Greg's Side Of Our Story

It all began at church camp – middle school camp, to be exact. It could’ve been her smile, or how popular and loved she was by every other girl in the building, or it could’ve been the way we caught eyes more than once in the cafeteria. Needless to say, I was mystified and captivated by what I saw. Her hazel eyes and brunette hair – beauty seemed to just come naturally for her. It felt like it would be inappropriate, and I was sure people would say something (they always do, regardless of intentions). But all that didn’t matter, because Gretchen Jones was the most beautiful middle school counselor I had ever seen.

I’d always wondered what it would be like to meet the person I was to marry. Would it be one of those freak accidents, where I would run her over with a shopping cart in the grocery store and we would fall madly in love? Or maybe it would be more dramatic, where I would rescue my damsel in distress from a tree that she had ventured to climb too high. The possibilities were endless. Fortunately, God had a much greater, dramatic, and incredible story to write.

_EXCERPTED RECORDS_
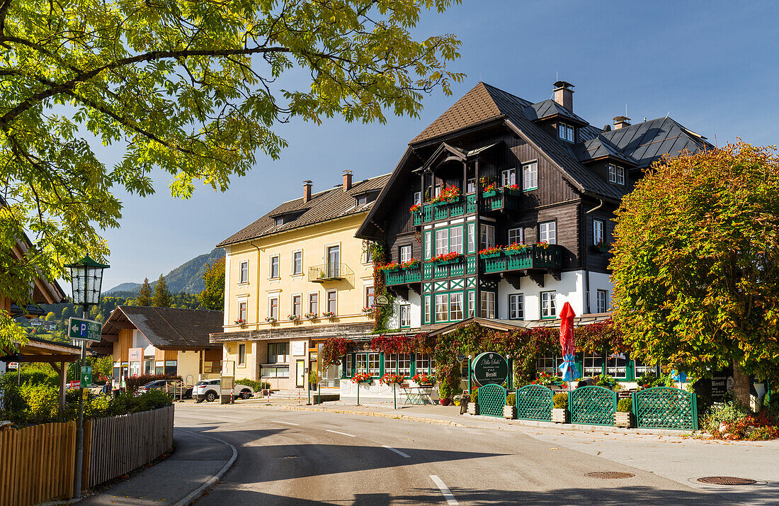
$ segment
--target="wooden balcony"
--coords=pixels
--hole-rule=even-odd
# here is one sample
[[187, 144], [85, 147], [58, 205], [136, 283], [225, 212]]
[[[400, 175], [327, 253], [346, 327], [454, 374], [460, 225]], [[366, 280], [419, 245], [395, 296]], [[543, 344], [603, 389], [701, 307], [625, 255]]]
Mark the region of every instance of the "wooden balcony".
[[409, 269], [399, 267], [397, 271], [385, 271], [383, 274], [385, 286], [409, 285], [422, 281], [422, 270], [418, 265]]
[[525, 271], [530, 274], [531, 271], [541, 271], [541, 274], [545, 271], [559, 278], [562, 268], [562, 246], [534, 244], [516, 252], [501, 251], [489, 257], [481, 257], [481, 261], [482, 272], [485, 274], [512, 271]]

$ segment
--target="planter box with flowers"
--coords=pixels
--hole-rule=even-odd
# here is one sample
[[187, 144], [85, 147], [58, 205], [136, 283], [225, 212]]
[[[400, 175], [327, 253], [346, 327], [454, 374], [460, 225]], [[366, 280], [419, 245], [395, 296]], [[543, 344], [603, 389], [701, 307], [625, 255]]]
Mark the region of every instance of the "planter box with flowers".
[[456, 264], [462, 258], [463, 254], [454, 251], [448, 253], [441, 253], [430, 259], [430, 261], [439, 265], [446, 265], [447, 264]]

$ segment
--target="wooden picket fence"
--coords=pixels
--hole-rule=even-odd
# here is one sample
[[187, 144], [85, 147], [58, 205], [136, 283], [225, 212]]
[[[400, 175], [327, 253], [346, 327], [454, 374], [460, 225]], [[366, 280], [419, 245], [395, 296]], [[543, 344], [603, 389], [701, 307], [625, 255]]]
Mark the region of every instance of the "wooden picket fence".
[[[173, 446], [173, 406], [84, 422], [82, 490], [148, 464]], [[0, 429], [0, 505], [73, 495], [76, 422]]]
[[127, 474], [152, 462], [172, 446], [172, 405], [88, 420], [84, 426], [81, 488], [92, 488]]
[[76, 422], [0, 429], [0, 504], [73, 495]]

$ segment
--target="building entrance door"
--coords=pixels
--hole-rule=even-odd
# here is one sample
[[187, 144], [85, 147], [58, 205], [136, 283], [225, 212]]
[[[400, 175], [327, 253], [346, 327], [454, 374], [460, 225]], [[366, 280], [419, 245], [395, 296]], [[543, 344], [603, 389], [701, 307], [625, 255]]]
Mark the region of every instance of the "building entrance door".
[[302, 388], [305, 386], [305, 360], [295, 361], [295, 387]]

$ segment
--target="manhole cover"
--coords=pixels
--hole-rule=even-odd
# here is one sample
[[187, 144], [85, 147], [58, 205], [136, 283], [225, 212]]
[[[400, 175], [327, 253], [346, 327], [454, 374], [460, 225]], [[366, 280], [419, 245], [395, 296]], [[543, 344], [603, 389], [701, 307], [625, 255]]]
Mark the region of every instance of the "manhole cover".
[[757, 483], [756, 479], [735, 476], [706, 476], [705, 478], [698, 478], [698, 481], [712, 485], [754, 485]]
[[620, 472], [619, 471], [597, 471], [596, 472], [587, 472], [585, 476], [590, 478], [600, 478], [601, 479], [615, 479], [617, 478], [633, 478], [636, 475], [632, 472]]

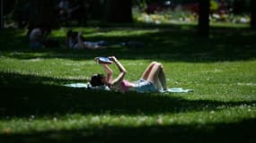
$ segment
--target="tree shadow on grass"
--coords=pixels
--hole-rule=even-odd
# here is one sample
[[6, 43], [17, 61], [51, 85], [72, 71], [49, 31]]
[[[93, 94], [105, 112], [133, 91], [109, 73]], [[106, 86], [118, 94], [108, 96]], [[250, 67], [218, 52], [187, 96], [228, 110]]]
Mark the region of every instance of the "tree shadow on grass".
[[230, 123], [173, 124], [140, 127], [104, 126], [95, 129], [2, 134], [0, 141], [14, 142], [195, 142], [254, 143], [256, 120]]
[[[128, 29], [128, 28], [127, 28]], [[147, 29], [144, 28], [141, 29]], [[155, 29], [155, 32], [139, 35], [95, 35], [87, 38], [87, 40], [104, 39], [119, 45], [123, 41], [141, 41], [144, 47], [128, 48], [120, 46], [110, 46], [104, 50], [44, 49], [31, 50], [28, 48], [1, 48], [4, 55], [17, 59], [33, 58], [63, 58], [72, 60], [88, 60], [94, 56], [108, 56], [115, 55], [121, 59], [150, 59], [172, 62], [199, 62], [210, 63], [219, 61], [252, 60], [256, 56], [254, 38], [255, 32], [244, 29], [214, 29], [210, 38], [199, 38], [192, 29]], [[99, 32], [111, 30], [124, 30], [119, 29], [100, 29]], [[137, 29], [130, 29], [137, 30]], [[9, 35], [7, 36], [9, 37]], [[64, 43], [64, 37], [56, 37], [55, 39]], [[13, 42], [15, 44], [15, 42]], [[16, 42], [16, 44], [18, 44]], [[14, 54], [13, 54], [14, 52]], [[16, 54], [15, 54], [16, 52]], [[42, 55], [33, 55], [40, 53]]]
[[[255, 101], [188, 100], [163, 94], [120, 94], [66, 88], [59, 80], [1, 72], [1, 117], [29, 117], [66, 114], [157, 114], [217, 111]], [[44, 82], [55, 84], [44, 84]], [[195, 93], [194, 93], [195, 95]]]

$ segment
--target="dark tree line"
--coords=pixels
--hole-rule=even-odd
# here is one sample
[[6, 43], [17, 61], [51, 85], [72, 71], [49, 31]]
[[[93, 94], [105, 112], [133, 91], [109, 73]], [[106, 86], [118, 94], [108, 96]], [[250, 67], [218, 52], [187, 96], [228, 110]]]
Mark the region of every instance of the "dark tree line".
[[[3, 7], [3, 2], [7, 0], [0, 0], [0, 8]], [[199, 2], [199, 33], [202, 36], [209, 34], [209, 1], [198, 0]], [[84, 1], [85, 2], [85, 1]], [[57, 0], [30, 0], [30, 21], [29, 28], [35, 26], [49, 26], [49, 28], [57, 28]], [[252, 21], [251, 27], [256, 27], [256, 1], [251, 0]], [[103, 0], [104, 20], [107, 22], [132, 22], [132, 0]], [[3, 9], [0, 9], [0, 13]], [[3, 16], [1, 16], [1, 20]], [[0, 27], [3, 22], [0, 22]]]

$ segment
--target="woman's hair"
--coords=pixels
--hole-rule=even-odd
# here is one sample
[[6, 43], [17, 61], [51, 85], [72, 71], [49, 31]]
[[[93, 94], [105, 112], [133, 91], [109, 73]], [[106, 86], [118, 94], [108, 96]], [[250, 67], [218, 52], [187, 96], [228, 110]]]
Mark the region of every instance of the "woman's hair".
[[103, 74], [94, 74], [91, 77], [90, 84], [93, 87], [102, 86], [104, 85], [102, 81], [102, 79], [103, 78], [105, 78]]

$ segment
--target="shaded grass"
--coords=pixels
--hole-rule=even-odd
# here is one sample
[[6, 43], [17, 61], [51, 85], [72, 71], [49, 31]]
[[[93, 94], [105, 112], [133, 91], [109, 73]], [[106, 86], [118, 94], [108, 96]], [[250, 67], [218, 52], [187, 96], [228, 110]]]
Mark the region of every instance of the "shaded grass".
[[[145, 47], [33, 50], [24, 31], [1, 30], [0, 142], [256, 141], [255, 32], [214, 27], [203, 38], [190, 26], [75, 29], [89, 40], [137, 40]], [[63, 42], [66, 30], [51, 38]], [[103, 72], [93, 58], [113, 55], [129, 80], [156, 60], [169, 87], [195, 92], [120, 94], [63, 86], [87, 82]]]

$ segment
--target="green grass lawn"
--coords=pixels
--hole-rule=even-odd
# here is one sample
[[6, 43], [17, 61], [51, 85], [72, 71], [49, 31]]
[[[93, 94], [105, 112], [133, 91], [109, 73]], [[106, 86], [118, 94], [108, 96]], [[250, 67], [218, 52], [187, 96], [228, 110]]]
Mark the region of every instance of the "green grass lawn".
[[[0, 31], [0, 142], [256, 142], [256, 32], [214, 27], [76, 28], [88, 40], [136, 40], [99, 51], [33, 50], [24, 30]], [[64, 42], [67, 29], [51, 38]], [[103, 72], [94, 56], [116, 55], [136, 80], [163, 63], [169, 88], [138, 94], [64, 87]], [[111, 65], [117, 72], [118, 69]]]

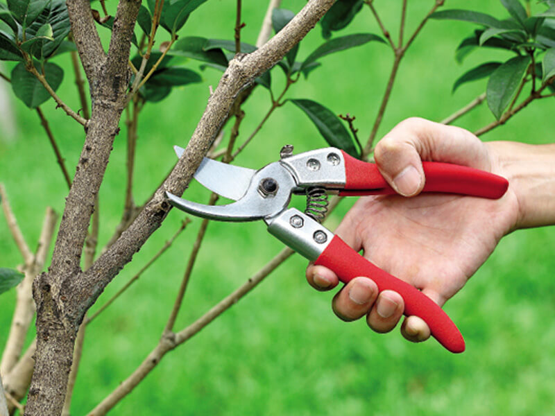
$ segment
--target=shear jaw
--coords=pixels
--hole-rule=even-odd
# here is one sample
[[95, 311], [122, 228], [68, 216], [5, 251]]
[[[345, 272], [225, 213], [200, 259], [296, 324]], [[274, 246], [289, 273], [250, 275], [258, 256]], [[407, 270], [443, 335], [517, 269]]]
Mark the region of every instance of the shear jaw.
[[205, 205], [188, 201], [169, 192], [169, 202], [195, 216], [221, 221], [244, 222], [264, 219], [268, 223], [289, 203], [295, 180], [276, 162], [255, 173], [245, 195], [227, 205]]

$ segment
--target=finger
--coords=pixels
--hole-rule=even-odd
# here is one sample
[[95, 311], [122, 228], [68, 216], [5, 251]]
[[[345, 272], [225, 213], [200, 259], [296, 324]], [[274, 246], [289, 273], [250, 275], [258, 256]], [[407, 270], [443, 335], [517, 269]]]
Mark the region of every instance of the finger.
[[[432, 299], [440, 306], [445, 303], [445, 298], [432, 289], [422, 289], [422, 293]], [[427, 340], [432, 332], [429, 327], [421, 318], [418, 316], [407, 316], [401, 325], [402, 336], [413, 343], [421, 343]]]
[[329, 291], [339, 283], [337, 275], [327, 267], [314, 266], [311, 262], [307, 268], [307, 281], [318, 291]]
[[384, 291], [377, 297], [366, 322], [376, 332], [389, 332], [397, 325], [404, 310], [404, 302], [399, 293]]
[[413, 117], [398, 124], [376, 146], [376, 164], [401, 195], [416, 195], [424, 187], [422, 160], [490, 168], [486, 146], [471, 132]]
[[334, 297], [332, 302], [335, 314], [345, 321], [366, 315], [377, 296], [377, 286], [368, 277], [355, 277]]

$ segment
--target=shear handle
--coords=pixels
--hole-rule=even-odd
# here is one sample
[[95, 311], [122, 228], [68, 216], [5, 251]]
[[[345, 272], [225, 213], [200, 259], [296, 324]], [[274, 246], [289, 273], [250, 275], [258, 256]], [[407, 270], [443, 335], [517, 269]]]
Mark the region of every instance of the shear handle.
[[464, 340], [459, 329], [433, 300], [364, 259], [339, 236], [333, 237], [314, 264], [331, 269], [345, 284], [357, 276], [367, 276], [376, 283], [379, 292], [395, 291], [404, 301], [404, 315], [415, 315], [424, 320], [432, 335], [451, 352], [464, 351]]
[[[393, 195], [395, 190], [386, 182], [373, 163], [361, 162], [343, 150], [345, 184], [339, 195]], [[497, 199], [503, 196], [509, 182], [501, 176], [468, 166], [422, 162], [425, 184], [422, 192], [441, 192]]]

_YOUR INSTRUCTIONS_
Quote the story word for word between "I’d always wondered" and "story to write.", inclusive. Rely only on the story, not the records.

_WRITTEN REPLY_
I’d always wondered what it would be like to meet the person I was to marry. Would it be one of those freak accidents, where I would run her over with a shopping cart in the grocery store and we would fall madly in love? Or maybe it would be more dramatic, where I would rescue my damsel in distress from a tree that she had ventured to climb too high. The possibilities were endless. Fortunately, God had a much greater, dramatic, and incredible story to write.